### Goal of the exercise
Gather every line of the material below that contains the string "background", matching case exactly.

[Excerpts from point annotation data]
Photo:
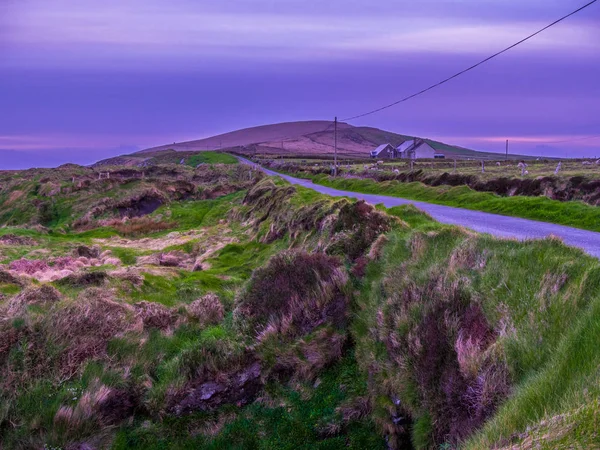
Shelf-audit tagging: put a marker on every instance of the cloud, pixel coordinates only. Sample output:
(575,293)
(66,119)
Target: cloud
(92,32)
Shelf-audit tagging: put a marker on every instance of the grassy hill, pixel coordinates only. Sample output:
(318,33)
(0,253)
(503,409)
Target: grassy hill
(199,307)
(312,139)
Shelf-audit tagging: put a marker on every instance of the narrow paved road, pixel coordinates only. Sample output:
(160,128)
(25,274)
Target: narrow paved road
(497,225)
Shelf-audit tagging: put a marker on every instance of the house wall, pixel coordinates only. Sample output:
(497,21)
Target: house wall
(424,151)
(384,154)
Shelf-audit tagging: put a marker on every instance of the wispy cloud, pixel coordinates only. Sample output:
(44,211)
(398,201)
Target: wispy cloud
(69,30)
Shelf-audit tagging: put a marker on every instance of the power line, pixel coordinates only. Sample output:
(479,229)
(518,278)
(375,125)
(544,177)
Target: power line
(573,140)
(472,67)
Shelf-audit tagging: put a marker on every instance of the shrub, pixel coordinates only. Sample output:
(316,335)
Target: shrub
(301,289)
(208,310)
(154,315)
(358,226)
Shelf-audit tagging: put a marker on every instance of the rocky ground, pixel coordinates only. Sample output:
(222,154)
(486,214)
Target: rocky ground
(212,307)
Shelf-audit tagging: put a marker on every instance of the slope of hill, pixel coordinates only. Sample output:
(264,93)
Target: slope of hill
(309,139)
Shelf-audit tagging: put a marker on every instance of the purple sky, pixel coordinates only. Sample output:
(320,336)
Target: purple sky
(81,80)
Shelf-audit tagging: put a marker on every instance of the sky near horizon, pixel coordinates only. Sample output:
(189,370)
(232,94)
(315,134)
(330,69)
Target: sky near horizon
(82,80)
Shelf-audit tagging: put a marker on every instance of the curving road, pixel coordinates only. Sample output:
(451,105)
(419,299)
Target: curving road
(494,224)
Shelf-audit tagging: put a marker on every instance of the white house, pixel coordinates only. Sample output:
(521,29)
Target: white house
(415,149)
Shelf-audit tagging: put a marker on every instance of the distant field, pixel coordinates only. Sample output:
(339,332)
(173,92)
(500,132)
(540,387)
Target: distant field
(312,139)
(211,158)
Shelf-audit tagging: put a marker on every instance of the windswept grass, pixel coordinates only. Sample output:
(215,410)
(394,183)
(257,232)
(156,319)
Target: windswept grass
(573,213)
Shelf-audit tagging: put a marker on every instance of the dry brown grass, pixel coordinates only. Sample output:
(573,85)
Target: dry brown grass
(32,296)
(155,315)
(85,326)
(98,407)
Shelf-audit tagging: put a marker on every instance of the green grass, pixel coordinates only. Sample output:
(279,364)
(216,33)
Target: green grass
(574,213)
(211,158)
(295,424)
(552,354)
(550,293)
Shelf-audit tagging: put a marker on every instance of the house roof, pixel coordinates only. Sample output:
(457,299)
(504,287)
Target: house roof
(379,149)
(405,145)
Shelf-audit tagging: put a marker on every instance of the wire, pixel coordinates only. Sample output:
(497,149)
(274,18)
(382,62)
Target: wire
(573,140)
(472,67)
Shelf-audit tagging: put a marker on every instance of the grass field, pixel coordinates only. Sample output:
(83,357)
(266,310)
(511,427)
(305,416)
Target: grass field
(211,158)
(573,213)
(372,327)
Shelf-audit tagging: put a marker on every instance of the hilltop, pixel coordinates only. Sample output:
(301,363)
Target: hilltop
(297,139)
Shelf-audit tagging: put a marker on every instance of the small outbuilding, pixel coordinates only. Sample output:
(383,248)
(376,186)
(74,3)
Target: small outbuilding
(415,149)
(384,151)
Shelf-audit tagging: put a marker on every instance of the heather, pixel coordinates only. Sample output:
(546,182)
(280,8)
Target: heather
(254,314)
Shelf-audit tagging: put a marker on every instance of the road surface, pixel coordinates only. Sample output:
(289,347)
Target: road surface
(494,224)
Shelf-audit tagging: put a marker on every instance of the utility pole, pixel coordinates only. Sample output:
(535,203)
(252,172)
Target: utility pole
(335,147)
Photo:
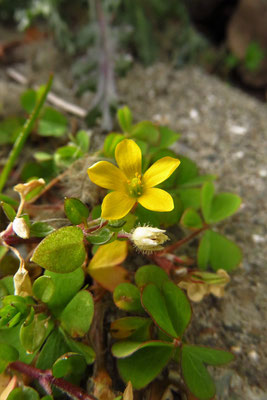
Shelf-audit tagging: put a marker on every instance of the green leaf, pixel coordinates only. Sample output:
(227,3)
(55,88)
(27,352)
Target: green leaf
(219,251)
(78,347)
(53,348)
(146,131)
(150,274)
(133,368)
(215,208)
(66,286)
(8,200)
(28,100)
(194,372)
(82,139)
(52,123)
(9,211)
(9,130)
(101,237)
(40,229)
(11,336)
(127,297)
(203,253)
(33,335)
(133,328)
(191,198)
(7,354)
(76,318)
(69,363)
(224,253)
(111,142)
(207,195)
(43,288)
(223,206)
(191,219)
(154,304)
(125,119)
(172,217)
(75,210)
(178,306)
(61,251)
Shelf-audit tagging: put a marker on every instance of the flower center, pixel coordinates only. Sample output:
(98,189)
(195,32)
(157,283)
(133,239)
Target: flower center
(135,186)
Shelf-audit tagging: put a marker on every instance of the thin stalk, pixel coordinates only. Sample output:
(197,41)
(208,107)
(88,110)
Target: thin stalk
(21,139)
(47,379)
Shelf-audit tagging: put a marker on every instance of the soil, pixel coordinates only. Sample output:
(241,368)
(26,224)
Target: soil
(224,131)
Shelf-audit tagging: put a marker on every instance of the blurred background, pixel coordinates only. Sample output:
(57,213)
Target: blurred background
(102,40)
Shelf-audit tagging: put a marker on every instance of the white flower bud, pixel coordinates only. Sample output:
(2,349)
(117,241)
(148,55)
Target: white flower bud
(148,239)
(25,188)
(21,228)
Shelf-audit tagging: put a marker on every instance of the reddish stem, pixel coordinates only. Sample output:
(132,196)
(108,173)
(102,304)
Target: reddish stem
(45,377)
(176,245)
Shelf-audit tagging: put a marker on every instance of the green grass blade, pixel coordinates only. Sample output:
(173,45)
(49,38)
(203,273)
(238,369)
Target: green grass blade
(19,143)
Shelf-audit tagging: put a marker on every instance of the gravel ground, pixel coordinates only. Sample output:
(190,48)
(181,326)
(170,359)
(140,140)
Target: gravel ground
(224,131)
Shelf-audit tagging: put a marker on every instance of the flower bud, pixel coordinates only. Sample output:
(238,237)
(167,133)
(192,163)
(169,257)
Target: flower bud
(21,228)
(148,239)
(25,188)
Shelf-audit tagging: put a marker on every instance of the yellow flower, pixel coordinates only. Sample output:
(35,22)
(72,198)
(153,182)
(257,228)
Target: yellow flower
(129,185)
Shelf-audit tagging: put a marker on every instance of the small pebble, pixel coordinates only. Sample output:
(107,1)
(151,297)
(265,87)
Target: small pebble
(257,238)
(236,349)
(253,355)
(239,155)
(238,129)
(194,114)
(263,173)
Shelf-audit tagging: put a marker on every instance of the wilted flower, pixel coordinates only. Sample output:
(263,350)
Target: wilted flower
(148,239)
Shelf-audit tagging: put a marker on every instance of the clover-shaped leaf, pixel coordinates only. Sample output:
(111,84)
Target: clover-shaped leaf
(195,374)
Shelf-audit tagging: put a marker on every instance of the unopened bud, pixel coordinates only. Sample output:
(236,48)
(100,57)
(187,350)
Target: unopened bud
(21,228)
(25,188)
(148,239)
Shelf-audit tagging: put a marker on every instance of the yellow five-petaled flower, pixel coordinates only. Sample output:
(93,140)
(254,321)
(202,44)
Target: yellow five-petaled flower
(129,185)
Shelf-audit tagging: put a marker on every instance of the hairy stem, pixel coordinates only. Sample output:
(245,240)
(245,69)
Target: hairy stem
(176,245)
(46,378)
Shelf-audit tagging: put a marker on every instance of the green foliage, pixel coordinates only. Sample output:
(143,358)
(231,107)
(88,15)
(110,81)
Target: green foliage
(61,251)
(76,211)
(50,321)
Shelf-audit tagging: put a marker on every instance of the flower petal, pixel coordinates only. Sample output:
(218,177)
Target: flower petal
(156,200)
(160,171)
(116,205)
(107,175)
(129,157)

--

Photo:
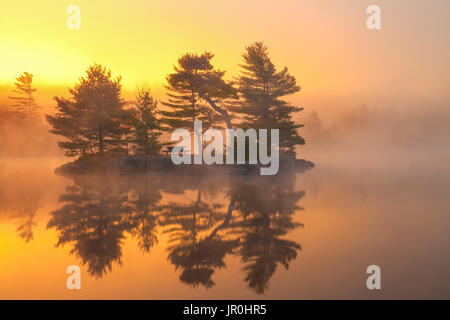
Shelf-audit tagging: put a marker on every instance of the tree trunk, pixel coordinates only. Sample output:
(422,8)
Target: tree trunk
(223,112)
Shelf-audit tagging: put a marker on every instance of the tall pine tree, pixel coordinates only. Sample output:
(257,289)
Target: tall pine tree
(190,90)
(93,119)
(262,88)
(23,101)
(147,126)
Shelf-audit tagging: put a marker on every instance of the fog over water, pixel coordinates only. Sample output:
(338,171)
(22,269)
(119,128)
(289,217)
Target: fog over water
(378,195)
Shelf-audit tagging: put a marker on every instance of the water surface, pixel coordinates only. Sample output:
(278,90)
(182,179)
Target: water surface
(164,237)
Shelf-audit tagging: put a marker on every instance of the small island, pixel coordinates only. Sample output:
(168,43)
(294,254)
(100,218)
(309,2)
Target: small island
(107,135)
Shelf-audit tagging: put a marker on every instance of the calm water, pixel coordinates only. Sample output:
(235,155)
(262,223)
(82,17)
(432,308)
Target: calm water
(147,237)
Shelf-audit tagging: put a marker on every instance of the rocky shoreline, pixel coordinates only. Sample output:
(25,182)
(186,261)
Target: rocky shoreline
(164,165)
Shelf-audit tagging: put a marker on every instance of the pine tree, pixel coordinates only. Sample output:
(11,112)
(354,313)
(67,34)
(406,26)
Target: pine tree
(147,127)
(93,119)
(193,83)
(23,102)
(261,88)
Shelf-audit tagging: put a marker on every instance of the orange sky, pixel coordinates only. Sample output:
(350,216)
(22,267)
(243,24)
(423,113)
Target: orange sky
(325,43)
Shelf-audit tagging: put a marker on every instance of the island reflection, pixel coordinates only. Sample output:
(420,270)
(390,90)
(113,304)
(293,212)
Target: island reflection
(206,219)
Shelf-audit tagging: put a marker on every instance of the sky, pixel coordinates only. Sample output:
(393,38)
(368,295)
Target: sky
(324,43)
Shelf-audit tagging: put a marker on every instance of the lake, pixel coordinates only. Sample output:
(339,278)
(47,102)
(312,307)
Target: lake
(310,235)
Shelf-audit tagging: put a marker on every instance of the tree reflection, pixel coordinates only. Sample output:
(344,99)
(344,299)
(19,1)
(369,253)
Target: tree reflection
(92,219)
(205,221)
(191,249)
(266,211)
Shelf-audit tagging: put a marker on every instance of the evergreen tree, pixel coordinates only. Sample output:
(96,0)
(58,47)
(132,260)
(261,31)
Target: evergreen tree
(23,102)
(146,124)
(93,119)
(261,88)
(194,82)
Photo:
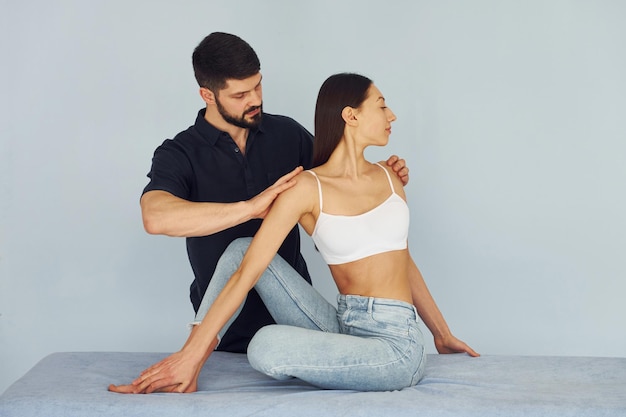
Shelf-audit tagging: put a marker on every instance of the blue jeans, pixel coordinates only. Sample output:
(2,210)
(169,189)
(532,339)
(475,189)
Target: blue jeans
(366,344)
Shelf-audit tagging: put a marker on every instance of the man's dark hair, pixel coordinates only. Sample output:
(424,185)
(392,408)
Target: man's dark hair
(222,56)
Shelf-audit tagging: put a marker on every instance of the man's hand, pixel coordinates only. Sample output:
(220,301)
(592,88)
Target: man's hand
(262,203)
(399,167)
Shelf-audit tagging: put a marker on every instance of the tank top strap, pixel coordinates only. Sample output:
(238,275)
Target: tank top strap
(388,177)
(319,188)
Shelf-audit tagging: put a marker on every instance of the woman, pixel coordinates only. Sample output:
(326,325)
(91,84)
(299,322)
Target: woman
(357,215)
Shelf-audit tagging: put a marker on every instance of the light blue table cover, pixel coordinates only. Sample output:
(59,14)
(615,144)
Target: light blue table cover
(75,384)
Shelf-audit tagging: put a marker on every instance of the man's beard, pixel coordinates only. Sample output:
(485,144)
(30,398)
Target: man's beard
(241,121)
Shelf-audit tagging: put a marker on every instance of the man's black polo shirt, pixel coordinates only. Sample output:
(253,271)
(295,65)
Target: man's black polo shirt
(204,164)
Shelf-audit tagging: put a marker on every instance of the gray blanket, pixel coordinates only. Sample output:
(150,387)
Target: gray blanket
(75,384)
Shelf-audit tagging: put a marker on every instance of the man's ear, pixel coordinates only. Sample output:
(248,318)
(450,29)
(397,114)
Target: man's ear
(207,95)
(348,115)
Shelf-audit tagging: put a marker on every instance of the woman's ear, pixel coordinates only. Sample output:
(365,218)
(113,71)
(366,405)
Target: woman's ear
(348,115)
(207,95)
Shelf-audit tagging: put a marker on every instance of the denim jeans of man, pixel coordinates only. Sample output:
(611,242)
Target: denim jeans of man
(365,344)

### Task result
Shelf-audit tagging: put a marker on every instance of the blurred background, pixel coordinates only. Sample output:
Target: blurred background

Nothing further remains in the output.